* Explore the material:
[a] In the East Orange election endorsements text, how many members did Hall say the union would put behind its endorsed campaigns?
[b] Pick up the East Orange election endorsements text after its last sentence and keep writing.

* Excerpted text:
In addition to endorsing Leneus and Green, the union has backed state Senate President Stephen Sweeney, Elliot Isibor for state senator and Anthony Romano for mayor of Hoboken. Hall announced the union would “put the full force of our 10,000 members across New Jersey behind these campaigns, to ensure their victories on Nov. 7.”

The RWDSU previously endorsed Phil Murphy for governor and Sheila Oliver for lieutenant governor, both of whom are at the top of the New Jersey Democratic Party’s Line A slate. Line A also includes Green, Leneus and the other Green Team in 2017 members, including: 1st Ward Councilman Chris James, 2nd Ward Councilman Romal Bullock, 4th Ward Councilwoman Tyshammie Cooper and 5th Ward Councilwoman Alicia Holman, as well as Essex County Board of Chosen Freeholders President Britnee Timberlake, Assemblyman Tom Giblin, Assemblywoman Cleopatra Tucker, Assemblyman Ralph Caputo and the other Democrats in the state running for election or re-election on Tuesday, Nov. 7.

“This slate of endorsed candidates represents the change we need in New Jersey,” Hall said. “As City Council Chairman Ted Green has been serving his community for over 25 years, today we are proud to stand behind him in his bid for mayor of East Orange. Ted has led the fight for legislation and programs that protect homeowners from foreclosure, create job training and apprenticeship programming, and promote criminal justice reform. His work has had a direct impact on our members and now we will have a direct impact on his campaign.”

Robinson agreed with Hall’s assessment of Green and she said as much at her event.

“I don’t have any problem with Ted. I’m going to vote for Ted for mayor on Nov. 7 too, just like everybody else in East Orange,” Robinson said Thursday, Oct. 26. “But I’m going to vote for myself for 3rd Ward councilwoman, because the powers that be said, ‘We could run Mickey Mouse on the line and Mickey Mouse would win.’ So are we Pluto and Minnie? Because what they’re saying is we don’t pay attention, but we’re going to show them. Mickey Mouse is going to learn how to be humble.”

That kind of rhetoric may have endeared Robinson to the local Union of Hospital and Health Care Employees union members who endorsed her. According to Robinson, there are more than 3,000 members of the local 1199J union residing in East Orange and union officials have pledged to have most of them working the phones on her behalf in the final days of the campaign.

Region-pointing data
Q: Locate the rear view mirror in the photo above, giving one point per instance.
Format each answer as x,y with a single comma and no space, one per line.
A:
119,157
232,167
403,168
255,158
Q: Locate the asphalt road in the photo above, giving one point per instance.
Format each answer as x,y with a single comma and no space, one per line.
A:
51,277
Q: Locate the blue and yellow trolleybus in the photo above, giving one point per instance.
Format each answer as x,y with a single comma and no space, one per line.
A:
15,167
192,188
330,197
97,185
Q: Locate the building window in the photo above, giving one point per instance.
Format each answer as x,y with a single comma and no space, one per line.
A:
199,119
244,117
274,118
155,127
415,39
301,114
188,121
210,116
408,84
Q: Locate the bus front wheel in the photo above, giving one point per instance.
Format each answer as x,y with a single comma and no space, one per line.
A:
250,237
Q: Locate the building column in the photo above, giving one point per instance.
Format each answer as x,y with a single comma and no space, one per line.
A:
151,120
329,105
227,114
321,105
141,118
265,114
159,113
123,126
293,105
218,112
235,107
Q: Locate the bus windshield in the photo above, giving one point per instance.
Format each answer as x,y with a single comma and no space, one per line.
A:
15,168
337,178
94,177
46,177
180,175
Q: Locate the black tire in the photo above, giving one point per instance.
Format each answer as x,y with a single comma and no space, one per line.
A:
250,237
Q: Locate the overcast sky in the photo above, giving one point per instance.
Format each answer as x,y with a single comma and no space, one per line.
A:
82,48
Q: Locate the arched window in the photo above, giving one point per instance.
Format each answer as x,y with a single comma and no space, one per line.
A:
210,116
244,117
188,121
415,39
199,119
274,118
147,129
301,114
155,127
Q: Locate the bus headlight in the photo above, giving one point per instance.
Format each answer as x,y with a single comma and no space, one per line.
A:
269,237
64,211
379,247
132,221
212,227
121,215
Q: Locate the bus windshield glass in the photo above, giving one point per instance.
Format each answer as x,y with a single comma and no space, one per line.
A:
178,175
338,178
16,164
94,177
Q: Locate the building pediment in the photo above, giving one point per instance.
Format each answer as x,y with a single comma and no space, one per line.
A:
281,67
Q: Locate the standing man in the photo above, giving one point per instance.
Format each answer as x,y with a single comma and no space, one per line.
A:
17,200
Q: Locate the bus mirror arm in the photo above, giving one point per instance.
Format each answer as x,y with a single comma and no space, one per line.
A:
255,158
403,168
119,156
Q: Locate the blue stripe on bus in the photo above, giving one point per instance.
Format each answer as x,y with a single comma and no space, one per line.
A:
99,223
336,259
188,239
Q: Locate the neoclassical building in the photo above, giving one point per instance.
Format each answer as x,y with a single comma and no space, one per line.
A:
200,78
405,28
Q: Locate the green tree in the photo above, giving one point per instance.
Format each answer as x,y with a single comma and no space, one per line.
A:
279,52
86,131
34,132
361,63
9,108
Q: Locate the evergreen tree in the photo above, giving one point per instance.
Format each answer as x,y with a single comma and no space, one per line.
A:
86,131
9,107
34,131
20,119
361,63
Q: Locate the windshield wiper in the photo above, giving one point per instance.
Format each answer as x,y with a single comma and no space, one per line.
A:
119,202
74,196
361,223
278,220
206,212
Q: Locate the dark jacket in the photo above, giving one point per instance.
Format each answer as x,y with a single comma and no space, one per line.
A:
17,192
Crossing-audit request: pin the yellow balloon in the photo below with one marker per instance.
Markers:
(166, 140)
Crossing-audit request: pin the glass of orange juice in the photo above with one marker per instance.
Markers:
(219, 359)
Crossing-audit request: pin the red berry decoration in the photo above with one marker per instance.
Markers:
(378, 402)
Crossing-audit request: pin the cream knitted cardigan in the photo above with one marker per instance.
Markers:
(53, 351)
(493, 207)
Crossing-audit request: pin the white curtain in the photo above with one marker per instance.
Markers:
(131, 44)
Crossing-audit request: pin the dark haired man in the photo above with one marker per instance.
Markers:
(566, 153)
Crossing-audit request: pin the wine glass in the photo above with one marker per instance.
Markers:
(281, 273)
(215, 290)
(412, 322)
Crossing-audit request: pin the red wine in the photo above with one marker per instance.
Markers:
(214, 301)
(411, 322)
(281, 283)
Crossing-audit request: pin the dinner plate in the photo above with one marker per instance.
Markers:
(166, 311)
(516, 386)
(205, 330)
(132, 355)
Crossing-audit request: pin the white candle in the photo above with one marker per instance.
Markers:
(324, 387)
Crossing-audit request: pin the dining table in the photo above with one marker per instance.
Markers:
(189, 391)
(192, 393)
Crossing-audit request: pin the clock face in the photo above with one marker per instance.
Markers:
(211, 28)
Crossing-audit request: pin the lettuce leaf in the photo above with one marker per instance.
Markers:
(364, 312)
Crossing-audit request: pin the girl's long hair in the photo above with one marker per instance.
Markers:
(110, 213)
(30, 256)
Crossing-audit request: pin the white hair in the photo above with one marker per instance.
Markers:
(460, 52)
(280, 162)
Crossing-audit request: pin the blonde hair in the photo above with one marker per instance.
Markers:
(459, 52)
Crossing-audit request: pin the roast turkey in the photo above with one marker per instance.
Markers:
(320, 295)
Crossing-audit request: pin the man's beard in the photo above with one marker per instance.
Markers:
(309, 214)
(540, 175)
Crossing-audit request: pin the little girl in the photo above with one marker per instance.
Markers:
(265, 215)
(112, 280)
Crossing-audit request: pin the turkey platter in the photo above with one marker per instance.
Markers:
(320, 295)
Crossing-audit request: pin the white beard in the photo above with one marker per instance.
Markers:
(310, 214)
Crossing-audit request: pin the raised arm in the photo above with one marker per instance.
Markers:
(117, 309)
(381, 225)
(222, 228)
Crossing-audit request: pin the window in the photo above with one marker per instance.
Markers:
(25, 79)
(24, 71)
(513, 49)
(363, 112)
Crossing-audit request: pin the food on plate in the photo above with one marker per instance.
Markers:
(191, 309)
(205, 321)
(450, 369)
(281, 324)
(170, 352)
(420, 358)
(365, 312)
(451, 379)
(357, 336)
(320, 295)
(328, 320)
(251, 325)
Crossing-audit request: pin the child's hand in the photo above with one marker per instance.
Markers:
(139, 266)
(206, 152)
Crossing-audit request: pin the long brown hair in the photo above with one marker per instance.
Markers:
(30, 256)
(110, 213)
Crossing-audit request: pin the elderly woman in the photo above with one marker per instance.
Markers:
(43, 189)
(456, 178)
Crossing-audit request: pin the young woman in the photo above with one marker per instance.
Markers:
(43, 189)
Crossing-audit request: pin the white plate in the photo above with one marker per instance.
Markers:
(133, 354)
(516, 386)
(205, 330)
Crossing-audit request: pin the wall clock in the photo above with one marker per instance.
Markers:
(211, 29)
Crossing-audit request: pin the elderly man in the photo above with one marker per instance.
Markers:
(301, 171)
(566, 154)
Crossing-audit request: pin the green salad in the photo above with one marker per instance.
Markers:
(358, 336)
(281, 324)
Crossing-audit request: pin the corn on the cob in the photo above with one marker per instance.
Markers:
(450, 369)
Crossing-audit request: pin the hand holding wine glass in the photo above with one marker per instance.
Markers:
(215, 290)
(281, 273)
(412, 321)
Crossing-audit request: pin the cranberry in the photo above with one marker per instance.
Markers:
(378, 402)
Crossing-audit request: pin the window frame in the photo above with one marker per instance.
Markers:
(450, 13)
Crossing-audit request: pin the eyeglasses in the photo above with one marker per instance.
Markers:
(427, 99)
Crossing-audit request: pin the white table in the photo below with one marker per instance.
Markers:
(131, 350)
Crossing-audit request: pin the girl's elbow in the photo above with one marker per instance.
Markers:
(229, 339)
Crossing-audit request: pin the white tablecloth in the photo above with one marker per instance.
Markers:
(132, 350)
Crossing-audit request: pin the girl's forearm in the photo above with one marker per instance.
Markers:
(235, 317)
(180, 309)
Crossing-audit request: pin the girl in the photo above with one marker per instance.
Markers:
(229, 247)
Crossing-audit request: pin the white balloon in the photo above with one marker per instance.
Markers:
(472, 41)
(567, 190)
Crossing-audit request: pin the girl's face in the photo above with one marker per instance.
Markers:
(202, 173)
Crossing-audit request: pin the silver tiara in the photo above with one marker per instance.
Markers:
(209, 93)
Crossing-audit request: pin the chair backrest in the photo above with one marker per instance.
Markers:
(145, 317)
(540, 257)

* Outputs by task:
[a] 10,000 members across New Jersey.

[b]
“Our union, District 1199J and our Political Action COPE Committee, is pleased to inform you that we have endorsed you candidacy to the East Orange City Council,” said 1199J President Susan Cleary in a letter to Robinson dated Thursday, Oct. 5. “We in District 1199J have pledged our support to you and your campaign to bring about a successful victory and wish you well in your fight.”

According to Essex County Clerk Chris Durkin, there are 38,627 registered voters in the city, with 24,996 Democrats, 13,107 unaffiliated and 524 Republicans.

When Green won the Democratic Party primary on Tuesday, June 6, he received more than 90 percent of the vote against challengers John Thompson Jr. and Kenwyn Williams, with 6,215 votes, compared to 661 and 76, respectively, and 10 write-in votes. Leneus received 93.2 percent of the votes cast in the primary for 3rd Ward councilman, getting 1,533 votes cast, with two write-ins.

If Leneus wins, he will be the city’s first-ever Haitian-American councilman. He had no opposition in the primary, as Robinson, a longtime Democrat, is running as an independent.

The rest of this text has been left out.